Supplied passage |
* Start *

Synergy Teleconferencing System (STS) was a PC-based online chat server popular in the 1980s and 1990s. It arose as a replacement for the outdated Diversi-Dial system (DDial). Like DDial, it was a multi-line modem system that originally could handle eight simultaneous connections (later updated to handle twenty eight, and using custom-produced RS-232 serial boards had a theoretical connection limit of thirty-two on an IBM PC-AT - type computer (80286 processor).  While DDial was limited to 300 baud, STS was initially capable of 2400 baud speeds (later editions upped this to 14.4, 19.2, and 28.8).  Using internal software, one or more of these lines could be used to establish links to other STS stations, effectively making the number of simultaneous users dependent on how many STSes were involved.

The interface and design was similar to DDial in that users logged into the system with a three digit number that served as a username. Once logged in, users are allowed to change their name; the user number serves as a unique identifier. Each user was assigned a user level. 0 was for non-members.  Callers without a user number could log in for only a limited time (usually 10 minutes, but this could be decreased to 5 when call volume was high.) The numbered levels were for registered users, usually paying members. The upper levels, 50-99 were for various levels of moderators. The sysop could assign a moderator level to any user, effectively giving them power to do various tasks such as creating specialty channels, making links to other STS stations, moderating lower-level users, and kicking out people who were being a nuisance, (one early feature added was used to ban "nuisance" guests from returning after they were kicked, using the then-recently emerging technology of caller ID).

* End *

Supplied data |
* Start *

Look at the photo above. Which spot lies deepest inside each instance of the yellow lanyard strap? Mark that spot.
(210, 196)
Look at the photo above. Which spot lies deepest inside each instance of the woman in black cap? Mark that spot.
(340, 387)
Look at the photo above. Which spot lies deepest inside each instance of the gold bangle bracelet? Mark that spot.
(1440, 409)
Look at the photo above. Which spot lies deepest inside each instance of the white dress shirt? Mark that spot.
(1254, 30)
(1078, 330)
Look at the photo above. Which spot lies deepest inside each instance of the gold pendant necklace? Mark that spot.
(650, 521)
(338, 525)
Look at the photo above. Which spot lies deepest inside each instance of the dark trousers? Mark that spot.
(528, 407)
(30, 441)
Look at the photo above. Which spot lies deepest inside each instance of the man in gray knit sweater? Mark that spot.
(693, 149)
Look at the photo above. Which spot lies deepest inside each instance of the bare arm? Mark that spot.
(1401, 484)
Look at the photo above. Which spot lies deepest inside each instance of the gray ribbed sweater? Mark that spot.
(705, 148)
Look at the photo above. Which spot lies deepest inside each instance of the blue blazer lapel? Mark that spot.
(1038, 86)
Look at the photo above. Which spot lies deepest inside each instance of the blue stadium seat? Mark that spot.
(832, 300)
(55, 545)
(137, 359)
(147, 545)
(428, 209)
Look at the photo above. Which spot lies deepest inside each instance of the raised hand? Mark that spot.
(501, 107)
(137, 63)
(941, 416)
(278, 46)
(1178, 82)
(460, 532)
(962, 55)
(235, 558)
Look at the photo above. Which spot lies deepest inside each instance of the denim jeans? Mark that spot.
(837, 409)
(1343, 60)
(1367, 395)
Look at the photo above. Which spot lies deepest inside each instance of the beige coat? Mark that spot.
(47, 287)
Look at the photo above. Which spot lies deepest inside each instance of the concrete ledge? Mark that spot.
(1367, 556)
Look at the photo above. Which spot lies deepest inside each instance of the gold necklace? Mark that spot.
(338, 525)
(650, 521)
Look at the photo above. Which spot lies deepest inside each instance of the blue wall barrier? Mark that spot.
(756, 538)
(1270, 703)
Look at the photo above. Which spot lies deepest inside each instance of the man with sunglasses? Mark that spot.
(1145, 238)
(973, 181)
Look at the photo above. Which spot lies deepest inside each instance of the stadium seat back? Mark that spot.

* End *

Objective A |
From the Synergy Teleconferencing System passage, return the text starting with "Synergy Teleconferencing System" and going on through "STSes were involved.".
Objective B |
According to the Synergy Teleconferencing System passage, what speed was DDial limited to?

Exercise answer A |
Synergy Teleconferencing System (STS) was a PC-based online chat server popular in the 1980s and 1990s. It arose as a replacement for the outdated Diversi-Dial system (DDial). Like DDial, it was a multi-line modem system that originally could handle eight simultaneous connections (later updated to handle twenty eight, and using custom-produced RS-232 serial boards had a theoretical connection limit of thirty-two on an IBM PC-AT - type computer (80286 processor).  While DDial was limited to 300 baud, STS was initially capable of 2400 baud speeds (later editions upped this to 14.4, 19.2, and 28.8).  Using internal software, one or more of these lines could be used to establish links to other STS stations, effectively making the number of simultaneous users dependent on how many STSes were involved.

Exercise answer B |
300 baud